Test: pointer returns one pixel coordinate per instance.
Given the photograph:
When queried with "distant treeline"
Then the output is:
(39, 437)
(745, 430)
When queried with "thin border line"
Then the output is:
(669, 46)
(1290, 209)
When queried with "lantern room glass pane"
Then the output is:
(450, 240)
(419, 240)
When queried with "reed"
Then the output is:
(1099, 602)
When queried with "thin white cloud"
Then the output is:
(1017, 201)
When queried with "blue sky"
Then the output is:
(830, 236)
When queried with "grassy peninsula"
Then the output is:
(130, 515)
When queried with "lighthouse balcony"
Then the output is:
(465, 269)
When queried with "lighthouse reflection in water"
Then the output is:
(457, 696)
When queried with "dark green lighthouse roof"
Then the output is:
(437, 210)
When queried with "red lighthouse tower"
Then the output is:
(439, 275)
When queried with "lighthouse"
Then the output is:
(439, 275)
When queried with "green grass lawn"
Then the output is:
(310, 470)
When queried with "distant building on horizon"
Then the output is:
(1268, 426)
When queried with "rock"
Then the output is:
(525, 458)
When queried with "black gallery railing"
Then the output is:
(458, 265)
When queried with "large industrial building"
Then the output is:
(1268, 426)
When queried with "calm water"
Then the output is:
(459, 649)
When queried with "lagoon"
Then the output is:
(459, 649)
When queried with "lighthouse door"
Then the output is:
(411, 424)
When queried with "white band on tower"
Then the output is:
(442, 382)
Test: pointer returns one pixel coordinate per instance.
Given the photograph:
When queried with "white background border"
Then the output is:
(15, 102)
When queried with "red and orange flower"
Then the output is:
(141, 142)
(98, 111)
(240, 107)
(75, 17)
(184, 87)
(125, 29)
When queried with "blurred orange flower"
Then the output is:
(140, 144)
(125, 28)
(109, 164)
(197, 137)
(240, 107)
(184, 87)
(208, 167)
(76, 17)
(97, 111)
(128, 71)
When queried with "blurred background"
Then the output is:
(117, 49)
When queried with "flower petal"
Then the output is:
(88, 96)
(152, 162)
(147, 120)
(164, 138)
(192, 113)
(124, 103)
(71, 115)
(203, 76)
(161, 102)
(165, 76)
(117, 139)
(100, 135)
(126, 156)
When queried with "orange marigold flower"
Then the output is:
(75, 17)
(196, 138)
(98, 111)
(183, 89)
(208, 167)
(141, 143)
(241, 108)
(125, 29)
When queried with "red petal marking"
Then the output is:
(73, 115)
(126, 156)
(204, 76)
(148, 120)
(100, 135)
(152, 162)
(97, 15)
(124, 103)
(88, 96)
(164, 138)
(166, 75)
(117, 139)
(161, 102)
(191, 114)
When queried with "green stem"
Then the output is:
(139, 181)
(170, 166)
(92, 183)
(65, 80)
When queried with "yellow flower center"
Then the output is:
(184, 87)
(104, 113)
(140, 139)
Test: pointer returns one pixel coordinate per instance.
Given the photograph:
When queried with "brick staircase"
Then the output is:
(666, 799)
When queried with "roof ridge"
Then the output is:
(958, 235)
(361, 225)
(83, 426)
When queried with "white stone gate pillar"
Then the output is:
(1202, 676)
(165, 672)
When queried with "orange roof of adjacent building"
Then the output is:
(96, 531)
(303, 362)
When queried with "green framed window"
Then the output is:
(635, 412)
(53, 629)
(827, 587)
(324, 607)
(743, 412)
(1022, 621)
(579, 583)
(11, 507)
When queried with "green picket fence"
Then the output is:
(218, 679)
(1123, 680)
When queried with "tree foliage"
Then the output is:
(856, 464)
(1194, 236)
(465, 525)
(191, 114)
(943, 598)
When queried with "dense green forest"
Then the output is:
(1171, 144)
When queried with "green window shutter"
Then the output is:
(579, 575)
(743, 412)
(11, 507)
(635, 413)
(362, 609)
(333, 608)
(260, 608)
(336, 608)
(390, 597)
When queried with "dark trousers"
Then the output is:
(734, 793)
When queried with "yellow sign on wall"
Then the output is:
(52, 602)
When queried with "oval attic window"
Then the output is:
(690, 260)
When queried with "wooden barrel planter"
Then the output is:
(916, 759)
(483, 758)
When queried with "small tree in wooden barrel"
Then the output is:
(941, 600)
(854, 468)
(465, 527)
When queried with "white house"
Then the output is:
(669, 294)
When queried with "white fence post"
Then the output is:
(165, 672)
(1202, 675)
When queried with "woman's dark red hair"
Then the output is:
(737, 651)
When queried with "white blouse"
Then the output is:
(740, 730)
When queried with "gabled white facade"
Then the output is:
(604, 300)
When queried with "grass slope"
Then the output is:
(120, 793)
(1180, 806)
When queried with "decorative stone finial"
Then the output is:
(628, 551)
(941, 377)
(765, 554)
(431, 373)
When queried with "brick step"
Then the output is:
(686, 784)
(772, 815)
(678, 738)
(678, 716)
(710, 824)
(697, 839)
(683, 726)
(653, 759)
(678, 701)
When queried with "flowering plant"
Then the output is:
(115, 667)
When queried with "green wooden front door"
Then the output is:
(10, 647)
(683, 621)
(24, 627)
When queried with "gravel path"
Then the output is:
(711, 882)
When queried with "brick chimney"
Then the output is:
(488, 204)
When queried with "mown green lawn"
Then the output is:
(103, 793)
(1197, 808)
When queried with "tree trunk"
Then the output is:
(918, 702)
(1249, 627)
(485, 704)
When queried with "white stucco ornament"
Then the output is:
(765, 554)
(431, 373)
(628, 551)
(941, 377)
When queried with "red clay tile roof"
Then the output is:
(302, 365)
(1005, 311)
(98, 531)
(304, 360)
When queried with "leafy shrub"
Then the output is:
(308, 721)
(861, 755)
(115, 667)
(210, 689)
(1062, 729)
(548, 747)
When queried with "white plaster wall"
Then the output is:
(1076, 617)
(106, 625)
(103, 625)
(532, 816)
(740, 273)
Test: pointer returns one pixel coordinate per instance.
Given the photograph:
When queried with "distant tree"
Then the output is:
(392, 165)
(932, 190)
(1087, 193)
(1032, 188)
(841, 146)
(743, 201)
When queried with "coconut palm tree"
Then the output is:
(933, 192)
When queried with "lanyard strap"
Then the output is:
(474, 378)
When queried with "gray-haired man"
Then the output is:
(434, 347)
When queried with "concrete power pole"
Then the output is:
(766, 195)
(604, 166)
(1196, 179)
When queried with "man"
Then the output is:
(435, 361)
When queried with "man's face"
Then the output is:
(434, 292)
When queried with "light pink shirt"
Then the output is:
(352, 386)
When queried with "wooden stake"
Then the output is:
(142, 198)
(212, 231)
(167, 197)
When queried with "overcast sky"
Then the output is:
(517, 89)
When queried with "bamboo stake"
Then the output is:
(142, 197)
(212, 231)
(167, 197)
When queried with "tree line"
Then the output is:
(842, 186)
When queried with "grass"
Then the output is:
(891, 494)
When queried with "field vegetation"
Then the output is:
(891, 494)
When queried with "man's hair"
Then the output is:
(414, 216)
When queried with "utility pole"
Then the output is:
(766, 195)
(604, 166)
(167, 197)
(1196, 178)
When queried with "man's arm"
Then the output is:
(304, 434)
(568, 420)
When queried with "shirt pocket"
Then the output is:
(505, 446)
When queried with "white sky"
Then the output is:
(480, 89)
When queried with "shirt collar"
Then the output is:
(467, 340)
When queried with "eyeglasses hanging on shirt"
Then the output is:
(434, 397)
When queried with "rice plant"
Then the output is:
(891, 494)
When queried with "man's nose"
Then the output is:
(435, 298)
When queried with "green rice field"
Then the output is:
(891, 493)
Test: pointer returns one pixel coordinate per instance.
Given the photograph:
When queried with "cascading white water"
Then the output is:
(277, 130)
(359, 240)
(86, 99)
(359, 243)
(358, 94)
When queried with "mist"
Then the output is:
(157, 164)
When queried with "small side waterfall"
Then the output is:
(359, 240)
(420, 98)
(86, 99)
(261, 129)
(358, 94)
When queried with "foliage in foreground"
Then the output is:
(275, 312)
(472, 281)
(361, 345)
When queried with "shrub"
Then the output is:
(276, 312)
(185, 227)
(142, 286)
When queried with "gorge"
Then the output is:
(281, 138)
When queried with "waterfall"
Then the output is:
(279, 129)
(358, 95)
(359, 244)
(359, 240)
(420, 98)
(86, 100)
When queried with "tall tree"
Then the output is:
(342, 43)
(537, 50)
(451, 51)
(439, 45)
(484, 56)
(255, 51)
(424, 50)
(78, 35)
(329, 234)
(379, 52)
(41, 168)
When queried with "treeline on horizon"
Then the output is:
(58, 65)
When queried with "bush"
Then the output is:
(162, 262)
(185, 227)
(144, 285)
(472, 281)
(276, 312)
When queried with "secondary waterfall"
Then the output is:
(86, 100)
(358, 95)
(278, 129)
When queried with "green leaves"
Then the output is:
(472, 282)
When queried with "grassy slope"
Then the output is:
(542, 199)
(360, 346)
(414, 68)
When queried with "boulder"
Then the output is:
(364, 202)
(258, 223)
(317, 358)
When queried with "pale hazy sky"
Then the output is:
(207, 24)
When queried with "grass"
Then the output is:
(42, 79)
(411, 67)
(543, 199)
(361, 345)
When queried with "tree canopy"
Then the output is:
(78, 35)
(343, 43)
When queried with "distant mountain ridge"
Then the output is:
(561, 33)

::::::::::

_AIM_
Copy out every line of the records above that contains the string "border".

_ANSWER TO THE TASK_
When queried with "thin border line"
When queried with "white background border"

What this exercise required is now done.